━━ LISTING ━━

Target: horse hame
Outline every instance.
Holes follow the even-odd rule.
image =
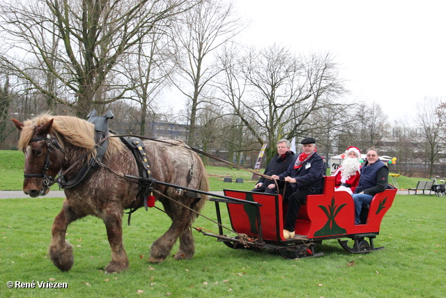
[[[25,154],[23,190],[31,197],[46,195],[51,181],[58,173],[63,173],[68,181],[75,179],[84,165],[88,164],[86,161],[95,156],[95,126],[85,120],[43,114],[24,123],[13,121],[20,131],[18,145]],[[201,160],[181,141],[146,140],[144,144],[154,179],[208,191],[208,176]],[[131,151],[119,138],[110,135],[101,165],[87,179],[64,189],[66,199],[53,223],[49,248],[51,260],[61,270],[70,270],[74,263],[72,247],[65,239],[67,227],[87,215],[102,218],[107,228],[112,260],[105,267],[106,272],[119,272],[128,268],[122,239],[123,210],[141,207],[144,202],[138,195],[140,184],[125,175],[139,177],[138,165]],[[197,213],[188,208],[199,211],[207,195],[158,184],[153,186],[153,191],[172,224],[153,244],[149,260],[158,262],[165,260],[178,238],[180,246],[175,259],[192,258],[194,246],[190,226]]]

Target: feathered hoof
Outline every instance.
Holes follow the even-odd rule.
[[[72,246],[68,241],[62,248],[50,246],[49,253],[51,260],[59,270],[68,271],[72,267],[75,257],[72,255]]]
[[[187,255],[182,251],[178,251],[174,255],[175,260],[190,260],[194,258],[194,255]]]
[[[164,260],[166,260],[166,259],[163,259],[162,258],[155,258],[155,257],[150,257],[148,258],[148,261],[152,264],[160,263],[161,262],[164,261]]]

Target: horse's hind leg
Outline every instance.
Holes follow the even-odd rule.
[[[112,211],[102,218],[112,248],[112,260],[105,267],[105,272],[120,272],[128,269],[128,259],[123,244],[122,216],[116,209],[109,210]]]
[[[194,236],[190,228],[186,229],[180,236],[180,247],[174,258],[175,260],[192,259],[194,253]]]
[[[164,205],[166,212],[172,218],[172,224],[167,232],[152,244],[149,258],[151,262],[157,263],[164,261],[179,237],[180,237],[180,249],[178,253],[175,255],[175,258],[179,260],[191,258],[193,256],[193,238],[191,237],[192,233],[189,230],[192,219],[190,211],[186,208],[176,206],[175,204],[173,203],[171,206]],[[187,248],[191,243],[192,244],[192,251]],[[177,255],[183,256],[178,258]]]
[[[84,216],[77,214],[66,202],[61,212],[56,216],[51,229],[52,239],[49,245],[49,257],[54,266],[62,271],[68,271],[72,267],[75,259],[72,246],[65,239],[68,225]]]

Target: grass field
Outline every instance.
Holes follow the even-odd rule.
[[[17,151],[0,150],[0,191],[20,191],[23,184],[23,153]],[[254,188],[256,180],[252,180],[252,173],[236,168],[224,167],[206,167],[209,174],[210,191],[218,191],[224,188],[250,191]],[[261,170],[263,172],[263,170]],[[232,178],[232,182],[224,182],[224,177]],[[237,178],[242,178],[243,183],[236,183]],[[418,180],[428,180],[422,178],[397,178],[399,188],[407,189],[415,187]],[[389,182],[392,182],[390,179]],[[52,190],[59,189],[57,185],[52,186]]]
[[[47,248],[62,200],[0,200],[1,297],[440,297],[446,293],[446,204],[433,195],[397,196],[375,241],[385,246],[383,251],[354,255],[329,240],[316,247],[324,256],[296,260],[273,251],[231,249],[194,231],[193,260],[169,258],[150,264],[150,245],[170,221],[155,209],[140,209],[131,225],[123,227],[130,267],[118,274],[104,274],[110,248],[103,223],[93,217],[68,228],[72,269],[61,272],[53,266]],[[208,204],[203,214],[215,219],[214,208]],[[217,232],[203,217],[194,225]],[[8,289],[9,281],[66,283],[68,288]]]
[[[0,151],[0,179],[18,172],[19,183],[14,187],[20,189],[22,163],[13,160],[16,156],[22,159],[23,155],[10,152],[5,158]],[[215,190],[252,187],[251,183],[219,180],[220,176],[231,176],[233,181],[237,177],[248,181],[251,173],[243,176],[245,171],[213,167],[208,170],[215,175],[210,179]],[[123,228],[130,264],[128,270],[117,274],[104,273],[110,248],[103,223],[93,217],[68,227],[67,239],[74,246],[72,269],[61,272],[52,265],[47,249],[52,221],[62,202],[62,198],[45,197],[0,200],[0,297],[446,297],[446,198],[397,195],[375,240],[375,245],[385,246],[384,250],[351,254],[336,240],[328,240],[316,249],[325,255],[300,260],[285,260],[274,251],[231,249],[194,231],[194,259],[168,258],[151,264],[147,261],[150,246],[171,221],[155,209],[141,209],[132,216],[131,225]],[[157,202],[157,206],[160,207]],[[216,219],[213,202],[207,204],[203,214]],[[126,222],[127,215],[124,217]],[[226,214],[224,223],[230,226]],[[202,216],[194,226],[217,232],[217,225]],[[177,248],[178,244],[171,255]],[[36,287],[10,289],[8,281],[33,282]],[[68,288],[38,288],[38,281],[66,283]]]

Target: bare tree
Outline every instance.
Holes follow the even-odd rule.
[[[174,71],[174,61],[167,49],[167,36],[154,29],[137,44],[134,57],[130,56],[122,63],[123,75],[128,78],[132,92],[129,98],[138,103],[141,112],[139,134],[146,134],[146,121],[153,122],[160,114],[160,103],[156,100],[163,87],[169,84],[169,77]]]
[[[429,163],[431,177],[433,177],[435,163],[446,157],[445,144],[441,142],[445,137],[442,122],[444,119],[440,112],[445,105],[443,100],[438,97],[426,97],[417,104],[417,124],[420,132],[415,133],[417,130],[413,131],[412,139],[420,149],[418,154]]]
[[[9,78],[6,76],[3,87],[0,91],[0,143],[3,143],[8,136],[6,124],[10,120],[8,112],[11,99],[9,92]]]
[[[370,105],[360,104],[356,112],[355,130],[357,147],[361,150],[370,147],[379,147],[388,134],[389,124],[387,116],[379,104],[371,103]]]
[[[112,103],[131,90],[120,83],[118,62],[134,54],[136,45],[162,20],[196,3],[187,0],[5,1],[0,4],[0,28],[10,48],[26,54],[3,54],[0,63],[32,88],[84,117],[92,107]],[[29,70],[49,73],[51,78],[43,84],[28,75]]]
[[[222,100],[261,144],[307,136],[317,123],[309,123],[312,113],[330,107],[333,97],[344,91],[328,54],[298,57],[286,47],[273,45],[249,50],[238,60],[238,72],[225,63],[229,85]],[[275,154],[274,146],[266,154],[268,159]]]
[[[181,16],[173,39],[180,81],[173,83],[189,103],[189,138],[195,146],[197,114],[205,103],[212,103],[206,87],[219,70],[213,68],[213,52],[238,33],[242,27],[233,15],[232,3],[222,0],[204,0]]]

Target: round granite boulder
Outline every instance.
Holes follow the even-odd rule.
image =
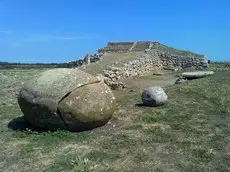
[[[141,98],[145,106],[160,106],[168,100],[168,96],[160,86],[144,89]]]
[[[115,110],[109,87],[78,69],[41,73],[23,85],[18,103],[25,120],[41,130],[92,129],[106,124]]]

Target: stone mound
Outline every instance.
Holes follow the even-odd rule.
[[[195,72],[184,72],[181,74],[183,78],[186,79],[196,79],[196,78],[203,78],[206,76],[213,75],[213,71],[195,71]]]

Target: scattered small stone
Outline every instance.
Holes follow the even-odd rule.
[[[182,84],[182,83],[185,83],[187,82],[187,79],[184,79],[184,78],[178,78],[175,82],[175,84]]]
[[[144,89],[141,98],[143,104],[146,106],[163,105],[168,100],[168,96],[160,86]]]

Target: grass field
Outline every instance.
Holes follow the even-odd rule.
[[[111,121],[81,133],[38,133],[18,118],[21,84],[39,72],[0,71],[9,81],[0,87],[0,171],[230,171],[229,70],[165,85],[169,101],[156,108],[140,105],[140,91],[114,92]]]

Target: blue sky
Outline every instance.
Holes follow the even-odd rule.
[[[229,0],[0,0],[0,61],[64,62],[153,40],[230,61]]]

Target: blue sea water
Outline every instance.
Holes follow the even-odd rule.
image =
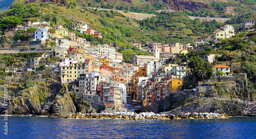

━━━

Report every line in the entries above that contains the string "Target".

Target: horse hame
Target: feathered hoof
Target: horse's hind leg
Target: grass field
Target: bare tree
Target: round granite boulder
Target: stone mound
Target: scattered small stone
Target: grass field
Target: blue sky
Target: blue sea water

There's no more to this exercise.